• [Work request] Each line of the data below from the one holding "column 205, row 112" to the one holding "column 164, row 229", inclusive, is to be reproduced exactly; no other line belongs in the answer.

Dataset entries
════════════════

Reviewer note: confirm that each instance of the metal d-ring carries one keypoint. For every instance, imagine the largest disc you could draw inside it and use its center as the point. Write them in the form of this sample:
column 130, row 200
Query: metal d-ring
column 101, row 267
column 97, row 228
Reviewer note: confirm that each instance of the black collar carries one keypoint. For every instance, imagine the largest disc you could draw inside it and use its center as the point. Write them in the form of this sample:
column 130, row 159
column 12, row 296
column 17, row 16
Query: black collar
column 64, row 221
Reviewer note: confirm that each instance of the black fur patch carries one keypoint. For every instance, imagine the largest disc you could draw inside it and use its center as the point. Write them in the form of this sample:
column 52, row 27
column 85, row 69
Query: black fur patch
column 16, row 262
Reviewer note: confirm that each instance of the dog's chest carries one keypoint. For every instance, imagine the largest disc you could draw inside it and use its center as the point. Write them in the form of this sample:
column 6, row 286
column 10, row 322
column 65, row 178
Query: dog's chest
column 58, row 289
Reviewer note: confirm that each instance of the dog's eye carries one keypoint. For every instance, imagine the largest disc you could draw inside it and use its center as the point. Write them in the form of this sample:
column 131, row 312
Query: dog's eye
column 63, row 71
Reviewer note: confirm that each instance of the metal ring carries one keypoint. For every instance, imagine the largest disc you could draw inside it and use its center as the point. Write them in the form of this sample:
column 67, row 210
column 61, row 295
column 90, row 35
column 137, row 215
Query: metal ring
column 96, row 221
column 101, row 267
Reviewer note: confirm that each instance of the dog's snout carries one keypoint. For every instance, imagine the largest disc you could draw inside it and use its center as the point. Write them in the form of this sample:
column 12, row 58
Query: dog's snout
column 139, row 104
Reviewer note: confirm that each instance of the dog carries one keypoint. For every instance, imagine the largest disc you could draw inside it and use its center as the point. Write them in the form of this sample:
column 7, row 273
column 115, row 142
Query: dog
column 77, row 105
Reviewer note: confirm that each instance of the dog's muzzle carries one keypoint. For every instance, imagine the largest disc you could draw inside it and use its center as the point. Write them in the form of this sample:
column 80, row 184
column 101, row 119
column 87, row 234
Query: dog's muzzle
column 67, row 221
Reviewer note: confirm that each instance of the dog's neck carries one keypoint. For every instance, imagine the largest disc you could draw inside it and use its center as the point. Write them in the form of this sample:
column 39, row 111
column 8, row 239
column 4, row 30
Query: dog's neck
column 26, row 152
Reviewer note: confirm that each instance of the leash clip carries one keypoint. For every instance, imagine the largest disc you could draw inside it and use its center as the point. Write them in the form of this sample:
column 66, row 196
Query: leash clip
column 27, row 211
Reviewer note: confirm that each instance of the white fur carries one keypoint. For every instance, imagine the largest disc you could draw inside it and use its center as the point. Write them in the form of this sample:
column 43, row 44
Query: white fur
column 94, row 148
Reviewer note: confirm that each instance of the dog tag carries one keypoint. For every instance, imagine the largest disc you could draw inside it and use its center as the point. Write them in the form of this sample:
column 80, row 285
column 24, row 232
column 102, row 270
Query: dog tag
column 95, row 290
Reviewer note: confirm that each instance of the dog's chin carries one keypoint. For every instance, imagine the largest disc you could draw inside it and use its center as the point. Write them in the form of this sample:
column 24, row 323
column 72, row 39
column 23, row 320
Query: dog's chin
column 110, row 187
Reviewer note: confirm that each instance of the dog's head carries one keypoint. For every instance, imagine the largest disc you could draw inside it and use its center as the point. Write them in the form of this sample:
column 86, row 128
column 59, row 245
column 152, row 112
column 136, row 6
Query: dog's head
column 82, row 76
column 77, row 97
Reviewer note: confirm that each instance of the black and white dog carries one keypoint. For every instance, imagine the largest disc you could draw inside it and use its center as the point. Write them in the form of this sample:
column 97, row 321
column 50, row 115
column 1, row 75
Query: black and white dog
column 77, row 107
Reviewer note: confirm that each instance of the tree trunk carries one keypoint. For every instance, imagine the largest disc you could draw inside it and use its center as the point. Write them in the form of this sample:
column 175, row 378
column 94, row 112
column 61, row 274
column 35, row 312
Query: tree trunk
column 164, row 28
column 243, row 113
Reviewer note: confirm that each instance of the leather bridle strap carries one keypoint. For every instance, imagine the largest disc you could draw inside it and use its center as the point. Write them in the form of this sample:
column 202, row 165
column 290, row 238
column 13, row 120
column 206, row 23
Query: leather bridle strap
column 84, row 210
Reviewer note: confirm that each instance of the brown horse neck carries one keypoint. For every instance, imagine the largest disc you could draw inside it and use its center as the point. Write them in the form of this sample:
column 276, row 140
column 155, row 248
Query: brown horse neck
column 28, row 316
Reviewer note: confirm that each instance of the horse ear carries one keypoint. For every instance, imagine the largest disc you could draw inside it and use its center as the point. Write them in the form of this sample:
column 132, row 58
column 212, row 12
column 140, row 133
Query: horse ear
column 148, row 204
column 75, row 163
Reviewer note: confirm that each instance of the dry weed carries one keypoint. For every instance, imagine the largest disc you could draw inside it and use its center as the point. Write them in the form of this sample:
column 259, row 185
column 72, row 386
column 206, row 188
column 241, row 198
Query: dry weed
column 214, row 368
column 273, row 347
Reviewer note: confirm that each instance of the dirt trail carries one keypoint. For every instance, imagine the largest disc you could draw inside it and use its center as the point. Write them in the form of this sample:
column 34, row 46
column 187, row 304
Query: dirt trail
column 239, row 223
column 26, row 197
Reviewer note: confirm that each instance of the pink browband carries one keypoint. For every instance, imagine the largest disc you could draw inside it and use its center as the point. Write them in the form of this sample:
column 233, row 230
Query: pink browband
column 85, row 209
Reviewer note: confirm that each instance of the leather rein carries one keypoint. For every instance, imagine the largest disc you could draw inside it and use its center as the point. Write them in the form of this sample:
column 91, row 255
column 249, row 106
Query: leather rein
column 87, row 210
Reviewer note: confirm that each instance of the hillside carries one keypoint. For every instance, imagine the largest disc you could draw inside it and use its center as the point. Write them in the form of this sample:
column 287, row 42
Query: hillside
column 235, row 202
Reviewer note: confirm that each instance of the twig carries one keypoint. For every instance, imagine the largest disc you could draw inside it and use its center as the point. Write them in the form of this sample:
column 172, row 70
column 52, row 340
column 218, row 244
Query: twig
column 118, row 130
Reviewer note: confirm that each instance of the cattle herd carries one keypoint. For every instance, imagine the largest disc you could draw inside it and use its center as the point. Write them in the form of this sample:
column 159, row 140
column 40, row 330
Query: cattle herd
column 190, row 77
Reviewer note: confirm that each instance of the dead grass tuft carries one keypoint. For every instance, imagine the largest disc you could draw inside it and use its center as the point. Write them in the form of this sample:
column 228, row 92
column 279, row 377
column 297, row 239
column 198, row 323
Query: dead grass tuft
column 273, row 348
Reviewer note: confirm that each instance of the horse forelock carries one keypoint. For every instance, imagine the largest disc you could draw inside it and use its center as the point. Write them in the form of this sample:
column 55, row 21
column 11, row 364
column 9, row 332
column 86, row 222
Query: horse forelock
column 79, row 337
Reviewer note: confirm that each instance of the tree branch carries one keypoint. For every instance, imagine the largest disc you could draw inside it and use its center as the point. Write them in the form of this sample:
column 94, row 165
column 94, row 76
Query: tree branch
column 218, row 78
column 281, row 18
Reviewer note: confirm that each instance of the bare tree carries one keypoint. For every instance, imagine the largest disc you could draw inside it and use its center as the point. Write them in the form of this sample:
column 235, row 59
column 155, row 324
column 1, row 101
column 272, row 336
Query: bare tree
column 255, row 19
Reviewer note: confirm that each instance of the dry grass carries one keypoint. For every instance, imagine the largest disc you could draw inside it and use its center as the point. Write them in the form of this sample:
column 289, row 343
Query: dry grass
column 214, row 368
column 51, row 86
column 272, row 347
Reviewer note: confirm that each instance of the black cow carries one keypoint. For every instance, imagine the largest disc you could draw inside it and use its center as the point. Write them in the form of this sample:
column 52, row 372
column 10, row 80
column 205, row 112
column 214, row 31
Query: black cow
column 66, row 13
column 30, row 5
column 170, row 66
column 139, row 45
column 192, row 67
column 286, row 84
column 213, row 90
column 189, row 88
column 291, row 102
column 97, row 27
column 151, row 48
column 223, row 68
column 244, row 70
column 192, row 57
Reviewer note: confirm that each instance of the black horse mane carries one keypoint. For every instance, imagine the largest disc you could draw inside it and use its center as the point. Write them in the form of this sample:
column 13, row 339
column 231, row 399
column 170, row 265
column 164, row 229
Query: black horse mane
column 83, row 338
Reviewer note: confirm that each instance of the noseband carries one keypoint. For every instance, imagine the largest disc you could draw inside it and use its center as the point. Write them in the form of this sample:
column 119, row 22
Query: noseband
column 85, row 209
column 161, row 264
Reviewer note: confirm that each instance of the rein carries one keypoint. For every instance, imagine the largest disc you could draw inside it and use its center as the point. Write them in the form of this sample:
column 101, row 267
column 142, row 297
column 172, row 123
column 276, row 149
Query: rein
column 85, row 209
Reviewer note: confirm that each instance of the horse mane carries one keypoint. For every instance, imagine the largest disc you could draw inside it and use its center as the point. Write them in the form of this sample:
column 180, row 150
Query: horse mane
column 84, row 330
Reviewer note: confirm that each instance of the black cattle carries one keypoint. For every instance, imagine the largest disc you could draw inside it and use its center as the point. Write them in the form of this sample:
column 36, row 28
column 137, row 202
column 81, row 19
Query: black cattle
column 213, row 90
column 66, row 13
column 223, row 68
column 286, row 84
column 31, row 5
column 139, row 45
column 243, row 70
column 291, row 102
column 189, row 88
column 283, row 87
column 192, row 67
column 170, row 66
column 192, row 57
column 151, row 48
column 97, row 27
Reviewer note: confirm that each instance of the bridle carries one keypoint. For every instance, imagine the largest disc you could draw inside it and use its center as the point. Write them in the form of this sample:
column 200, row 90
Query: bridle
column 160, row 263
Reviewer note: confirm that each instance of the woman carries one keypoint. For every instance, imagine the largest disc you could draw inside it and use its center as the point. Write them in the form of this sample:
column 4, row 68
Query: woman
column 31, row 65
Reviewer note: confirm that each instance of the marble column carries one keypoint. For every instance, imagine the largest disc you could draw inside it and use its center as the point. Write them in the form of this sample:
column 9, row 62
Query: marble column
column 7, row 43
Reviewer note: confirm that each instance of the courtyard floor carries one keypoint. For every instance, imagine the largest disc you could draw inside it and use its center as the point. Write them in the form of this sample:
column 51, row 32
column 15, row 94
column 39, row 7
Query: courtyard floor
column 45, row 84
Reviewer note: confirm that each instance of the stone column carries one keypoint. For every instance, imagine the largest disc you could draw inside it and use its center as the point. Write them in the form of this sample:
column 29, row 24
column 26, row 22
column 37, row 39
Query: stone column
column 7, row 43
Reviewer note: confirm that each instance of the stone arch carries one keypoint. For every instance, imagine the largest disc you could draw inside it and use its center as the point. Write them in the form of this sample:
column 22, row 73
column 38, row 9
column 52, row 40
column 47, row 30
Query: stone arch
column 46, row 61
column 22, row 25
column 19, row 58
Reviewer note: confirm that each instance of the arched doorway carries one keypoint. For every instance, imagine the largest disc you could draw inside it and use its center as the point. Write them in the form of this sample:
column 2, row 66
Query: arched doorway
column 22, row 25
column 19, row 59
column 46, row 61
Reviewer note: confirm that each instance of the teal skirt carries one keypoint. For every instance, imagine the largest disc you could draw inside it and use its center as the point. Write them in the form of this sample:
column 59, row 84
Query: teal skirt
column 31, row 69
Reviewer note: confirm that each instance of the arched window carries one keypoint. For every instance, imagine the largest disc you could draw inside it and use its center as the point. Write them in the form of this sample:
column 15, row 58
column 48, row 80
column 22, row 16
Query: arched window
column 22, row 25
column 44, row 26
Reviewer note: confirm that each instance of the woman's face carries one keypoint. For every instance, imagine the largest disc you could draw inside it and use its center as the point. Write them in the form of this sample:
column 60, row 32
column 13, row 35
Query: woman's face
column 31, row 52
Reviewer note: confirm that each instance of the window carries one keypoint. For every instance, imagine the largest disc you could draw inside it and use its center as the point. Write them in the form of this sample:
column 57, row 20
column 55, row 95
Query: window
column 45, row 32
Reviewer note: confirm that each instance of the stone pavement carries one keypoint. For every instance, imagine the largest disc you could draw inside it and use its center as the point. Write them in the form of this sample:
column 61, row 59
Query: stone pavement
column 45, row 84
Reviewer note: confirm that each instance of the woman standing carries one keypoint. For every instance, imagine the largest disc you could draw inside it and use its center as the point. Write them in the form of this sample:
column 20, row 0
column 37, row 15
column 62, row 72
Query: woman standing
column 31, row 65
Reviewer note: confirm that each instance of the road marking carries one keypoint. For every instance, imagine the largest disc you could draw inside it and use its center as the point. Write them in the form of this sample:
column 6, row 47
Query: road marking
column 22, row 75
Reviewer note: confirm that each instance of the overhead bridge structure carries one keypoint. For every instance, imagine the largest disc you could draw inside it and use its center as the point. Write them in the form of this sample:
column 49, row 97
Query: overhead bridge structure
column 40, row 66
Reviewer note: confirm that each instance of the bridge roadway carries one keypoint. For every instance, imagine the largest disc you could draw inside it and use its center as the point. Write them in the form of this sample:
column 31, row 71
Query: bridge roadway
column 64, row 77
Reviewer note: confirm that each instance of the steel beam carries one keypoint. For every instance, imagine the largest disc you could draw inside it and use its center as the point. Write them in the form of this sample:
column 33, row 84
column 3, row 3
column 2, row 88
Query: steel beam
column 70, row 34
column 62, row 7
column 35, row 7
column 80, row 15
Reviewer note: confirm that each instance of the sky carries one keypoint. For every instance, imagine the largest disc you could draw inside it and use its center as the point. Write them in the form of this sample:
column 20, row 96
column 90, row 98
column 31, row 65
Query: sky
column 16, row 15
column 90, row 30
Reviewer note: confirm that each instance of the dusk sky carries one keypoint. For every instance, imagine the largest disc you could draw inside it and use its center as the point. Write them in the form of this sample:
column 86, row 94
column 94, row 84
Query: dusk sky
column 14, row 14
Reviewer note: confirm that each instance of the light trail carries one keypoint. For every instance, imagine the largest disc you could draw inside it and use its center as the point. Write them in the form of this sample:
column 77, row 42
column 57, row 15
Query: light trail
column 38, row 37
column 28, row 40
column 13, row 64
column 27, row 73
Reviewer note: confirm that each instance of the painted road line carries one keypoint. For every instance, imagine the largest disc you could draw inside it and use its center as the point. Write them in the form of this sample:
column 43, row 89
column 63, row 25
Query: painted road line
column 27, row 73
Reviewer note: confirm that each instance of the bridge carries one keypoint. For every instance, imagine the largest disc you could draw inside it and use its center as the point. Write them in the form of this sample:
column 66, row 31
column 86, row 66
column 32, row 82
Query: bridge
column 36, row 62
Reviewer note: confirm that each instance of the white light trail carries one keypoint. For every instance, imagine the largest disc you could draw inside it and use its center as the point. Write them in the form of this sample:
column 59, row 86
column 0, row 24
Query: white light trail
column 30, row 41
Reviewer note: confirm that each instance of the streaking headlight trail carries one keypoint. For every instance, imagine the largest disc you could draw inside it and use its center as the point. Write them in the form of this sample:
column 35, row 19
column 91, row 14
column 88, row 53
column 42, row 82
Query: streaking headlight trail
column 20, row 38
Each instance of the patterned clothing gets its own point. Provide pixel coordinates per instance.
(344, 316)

════════════════

• [Completed task]
column 205, row 112
column 214, row 31
Query: black cow
column 66, row 13
column 30, row 5
column 170, row 66
column 139, row 45
column 192, row 67
column 286, row 84
column 213, row 90
column 189, row 88
column 291, row 102
column 97, row 27
column 151, row 48
column 223, row 68
column 244, row 70
column 192, row 57
Reviewer note: confirm that each instance of the black horse mane carries one keypoint. For every instance, imagine the largest disc you could draw inside it and use its center as the point. Write them in the form of this sample:
column 13, row 339
column 231, row 399
column 170, row 265
column 164, row 229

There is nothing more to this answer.